#### [Directions for this task]
Reproduce each of the following rows verbatim, keeping every character unchanged.

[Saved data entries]
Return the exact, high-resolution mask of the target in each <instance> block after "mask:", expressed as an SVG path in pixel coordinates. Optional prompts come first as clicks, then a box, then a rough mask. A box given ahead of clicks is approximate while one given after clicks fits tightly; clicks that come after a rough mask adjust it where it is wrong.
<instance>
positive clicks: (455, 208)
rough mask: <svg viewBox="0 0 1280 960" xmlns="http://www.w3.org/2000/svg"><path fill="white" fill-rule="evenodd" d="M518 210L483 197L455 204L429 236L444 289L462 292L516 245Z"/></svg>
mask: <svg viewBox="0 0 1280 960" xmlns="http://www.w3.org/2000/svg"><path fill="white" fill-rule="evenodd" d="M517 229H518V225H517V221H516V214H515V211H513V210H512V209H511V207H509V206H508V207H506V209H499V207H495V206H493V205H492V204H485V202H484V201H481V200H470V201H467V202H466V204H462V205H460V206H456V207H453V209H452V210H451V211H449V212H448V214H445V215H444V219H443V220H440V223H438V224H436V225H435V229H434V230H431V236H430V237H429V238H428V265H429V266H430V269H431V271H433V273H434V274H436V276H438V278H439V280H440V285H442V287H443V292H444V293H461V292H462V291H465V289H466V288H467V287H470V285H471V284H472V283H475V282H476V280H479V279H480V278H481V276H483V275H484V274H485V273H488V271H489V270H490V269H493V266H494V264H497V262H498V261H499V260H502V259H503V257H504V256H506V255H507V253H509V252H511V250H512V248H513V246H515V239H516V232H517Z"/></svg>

#### [Response to the exercise]
Return the exact, high-resolution mask of the target in each <instance> block after "mask:", expressed as an SVG path in pixel coordinates. Optional prompts come first as clicks, then a box, then a rough mask. A box given ahead of clicks is approximate while one given after clicks fits tightly; clicks that come after a rough mask adjust it where it is wrong.
<instance>
positive clicks: (455, 208)
rough mask: <svg viewBox="0 0 1280 960" xmlns="http://www.w3.org/2000/svg"><path fill="white" fill-rule="evenodd" d="M518 210L483 197L455 204L429 236L444 289L462 292L516 245Z"/></svg>
mask: <svg viewBox="0 0 1280 960" xmlns="http://www.w3.org/2000/svg"><path fill="white" fill-rule="evenodd" d="M517 229H518V225H517V221H516V214H515V211H513V210H512V209H511V207H509V206H508V207H506V209H499V207H495V206H493V205H492V204H485V202H484V201H481V200H470V201H467V202H466V204H462V205H460V206H456V207H453V209H452V210H451V211H449V212H448V214H445V215H444V219H443V220H440V223H438V224H436V225H435V229H434V230H431V236H430V237H429V238H428V265H429V266H430V269H431V271H433V273H434V274H436V276H438V278H439V280H440V285H442V287H443V292H444V293H461V292H462V291H465V289H466V288H467V287H470V285H471V284H472V283H475V282H476V280H479V279H480V278H481V276H483V275H484V274H485V273H488V271H489V270H490V269H493V266H494V264H497V262H498V261H499V260H502V259H503V257H504V256H506V255H507V253H509V252H511V250H512V248H513V246H515V239H516V232H517Z"/></svg>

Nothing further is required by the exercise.